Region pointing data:
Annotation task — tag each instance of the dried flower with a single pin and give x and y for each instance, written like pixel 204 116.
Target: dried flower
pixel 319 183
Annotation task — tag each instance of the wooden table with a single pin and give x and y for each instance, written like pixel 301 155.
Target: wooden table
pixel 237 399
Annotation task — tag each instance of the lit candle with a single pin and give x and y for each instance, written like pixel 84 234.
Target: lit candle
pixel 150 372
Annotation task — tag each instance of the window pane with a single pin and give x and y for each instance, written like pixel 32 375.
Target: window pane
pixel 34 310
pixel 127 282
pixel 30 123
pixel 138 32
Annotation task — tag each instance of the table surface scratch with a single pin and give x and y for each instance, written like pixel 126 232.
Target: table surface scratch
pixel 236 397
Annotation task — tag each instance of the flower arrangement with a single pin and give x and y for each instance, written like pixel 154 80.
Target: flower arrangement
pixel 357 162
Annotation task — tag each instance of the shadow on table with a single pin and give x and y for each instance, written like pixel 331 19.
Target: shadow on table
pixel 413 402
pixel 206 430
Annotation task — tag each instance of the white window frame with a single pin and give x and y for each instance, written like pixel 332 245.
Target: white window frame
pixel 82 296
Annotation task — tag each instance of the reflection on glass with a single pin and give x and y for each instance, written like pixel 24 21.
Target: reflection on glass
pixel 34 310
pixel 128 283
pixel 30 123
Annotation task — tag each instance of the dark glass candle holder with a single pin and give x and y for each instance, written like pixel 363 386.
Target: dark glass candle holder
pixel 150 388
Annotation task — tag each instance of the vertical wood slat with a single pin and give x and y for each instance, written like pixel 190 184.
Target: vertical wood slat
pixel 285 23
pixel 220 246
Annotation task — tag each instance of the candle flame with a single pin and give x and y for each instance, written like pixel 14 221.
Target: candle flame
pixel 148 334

What to produce:
Repeat every line of the data precisely.

Answer space:
Annotation task — tag each instance of the dried flower with a single pin and give x and y for each instance, written like pixel 204 116.
Target: dried flower
pixel 319 183
Annotation task — tag each instance of the wooden table with a single pin and give x and y for each instance, written like pixel 301 155.
Target: wooden table
pixel 237 399
Annotation task — tag each instance of the lit candle with a single pin and give x and y for each instance, written like pixel 84 234.
Target: lit candle
pixel 150 372
Annotation task — tag each instance of the window pane with a single pin and give x and y for each instance, written like pixel 32 375.
Target: window pane
pixel 34 310
pixel 127 282
pixel 30 123
pixel 138 32
Annotation task — tag each instance of the table surface scratch with a single pin and give x and y for each instance, written like pixel 126 232.
Target: table surface scratch
pixel 236 397
Annotation task — tag each instance of the flower arrangement with a single pin and give x and y for each instance, written like pixel 154 80.
Target: flower arrangement
pixel 357 162
Annotation task — tag each instance of the shadow on table with a single pin and give x and y for each instance, written like pixel 331 19.
Target: shadow on table
pixel 413 402
pixel 206 430
Annotation task — tag each instance of the white window frame with a single pin and give x and y for each instance, written like pixel 332 245.
Target: white window frame
pixel 82 296
Annotation task — tag each instance of the reflection on glass with a single pin and give x and y for each instance, written like pixel 24 21.
Target: reflection on glass
pixel 34 310
pixel 128 283
pixel 30 123
Annotation task — tag each instance of the dark glass candle holder with a single pin and give x and y for each instance, written like pixel 363 386.
Target: dark glass candle holder
pixel 150 388
Annotation task — tag each instance of the vertical wood slat with a single pin and give x and y for each instance, written like pixel 190 184.
Target: vertical wood slat
pixel 285 23
pixel 220 246
Annotation task — tag each instance of the candle flame with a single pin and give x and y for each instance, written like pixel 14 221.
Target: candle flame
pixel 148 334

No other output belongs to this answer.